--- SOURCE MATERIAL ---

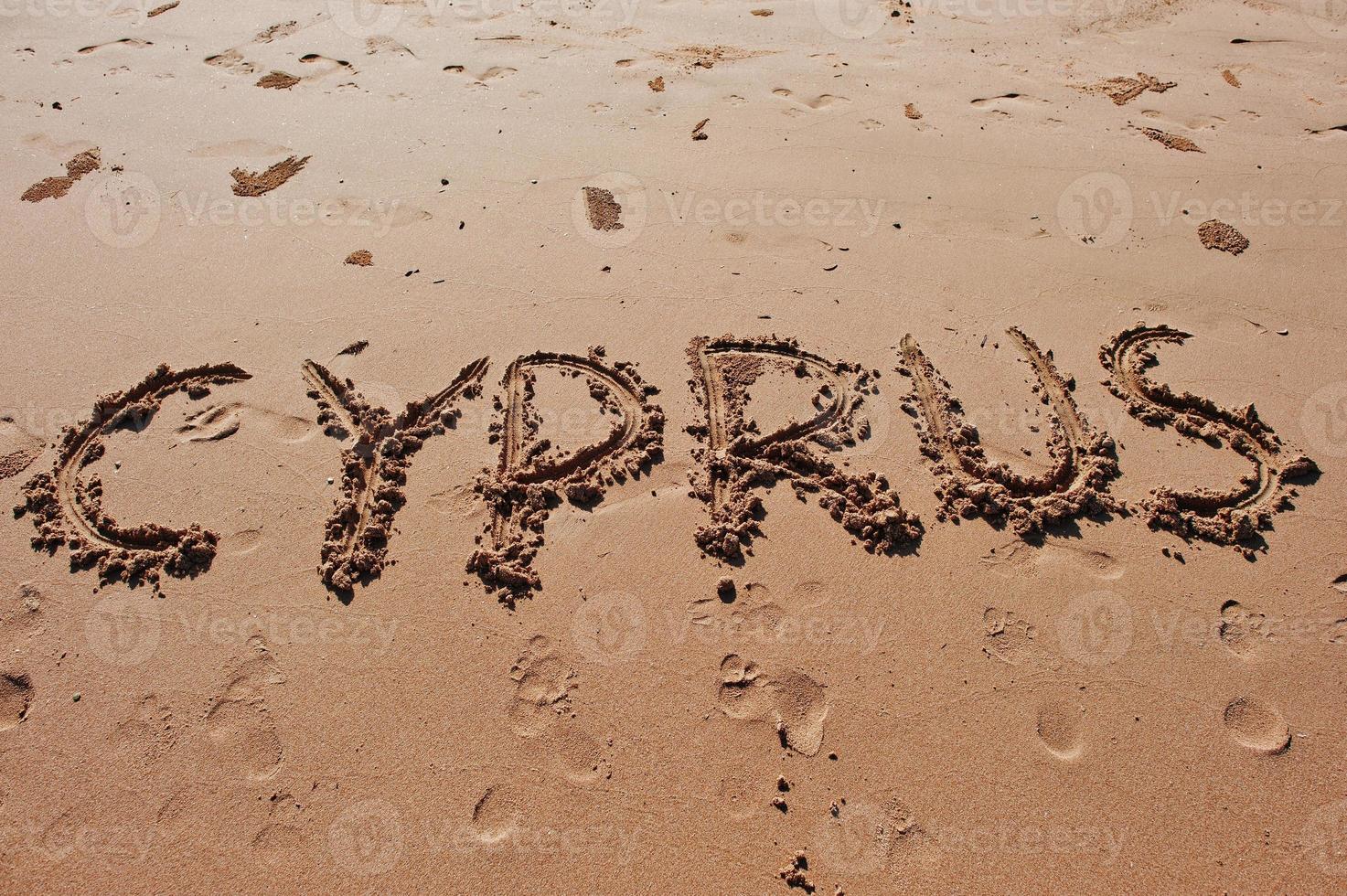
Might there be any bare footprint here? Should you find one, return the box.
[205,636,284,782]
[470,784,523,846]
[0,416,45,480]
[0,582,43,646]
[772,88,851,109]
[0,672,32,731]
[982,606,1039,666]
[509,635,609,784]
[1222,697,1290,756]
[108,694,177,765]
[718,654,829,756]
[1216,601,1267,657]
[1036,700,1083,762]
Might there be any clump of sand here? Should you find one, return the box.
[257,71,299,91]
[19,147,102,202]
[1077,71,1179,105]
[1197,219,1248,255]
[1141,128,1203,153]
[584,187,623,230]
[229,155,313,197]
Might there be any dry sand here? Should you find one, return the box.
[0,0,1347,896]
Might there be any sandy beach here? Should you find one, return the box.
[0,0,1347,896]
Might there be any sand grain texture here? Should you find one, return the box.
[0,0,1347,896]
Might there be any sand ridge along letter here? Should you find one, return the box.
[302,358,489,592]
[687,336,922,562]
[898,327,1119,538]
[1099,325,1319,558]
[467,347,664,606]
[14,364,251,590]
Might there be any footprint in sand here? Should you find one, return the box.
[205,636,284,782]
[717,654,829,756]
[970,93,1047,117]
[772,88,851,112]
[814,793,926,871]
[982,606,1039,666]
[108,694,177,767]
[174,401,319,444]
[0,582,45,641]
[1222,697,1290,756]
[509,635,610,784]
[365,35,416,59]
[469,784,523,846]
[0,416,45,480]
[1216,601,1267,659]
[1036,700,1085,762]
[0,672,32,731]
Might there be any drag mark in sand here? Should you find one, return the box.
[14,364,251,589]
[898,327,1118,538]
[467,347,664,606]
[303,358,487,592]
[1076,71,1179,106]
[229,155,313,197]
[19,147,102,202]
[687,336,922,562]
[1099,325,1319,560]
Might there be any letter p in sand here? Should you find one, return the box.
[467,347,664,606]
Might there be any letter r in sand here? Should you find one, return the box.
[689,336,922,562]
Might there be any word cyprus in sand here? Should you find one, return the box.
[15,325,1316,606]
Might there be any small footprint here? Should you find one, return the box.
[718,654,829,756]
[205,635,284,782]
[1222,697,1290,756]
[109,694,177,765]
[1216,601,1267,657]
[772,88,851,109]
[1037,702,1082,762]
[509,635,610,784]
[0,672,32,731]
[472,784,523,846]
[982,606,1039,666]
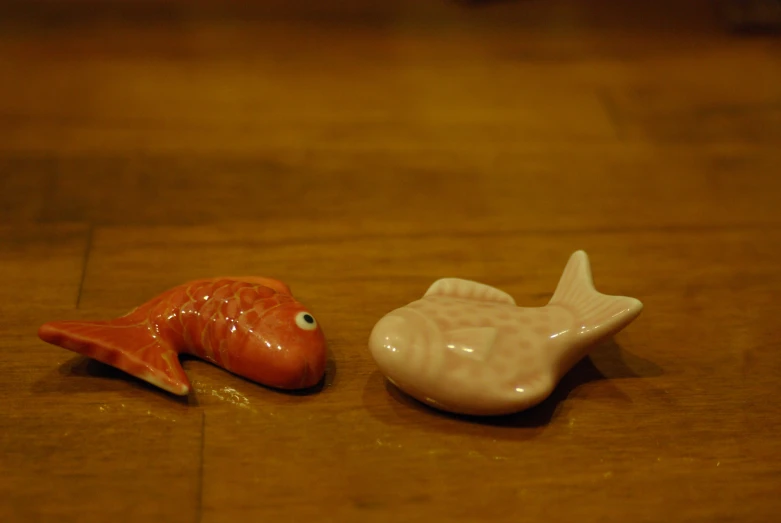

---

*THE EXERCISE*:
How many lines of the items above contain the string "footprint", matching case exactly? Give only the number.

*THE REPLY*:
3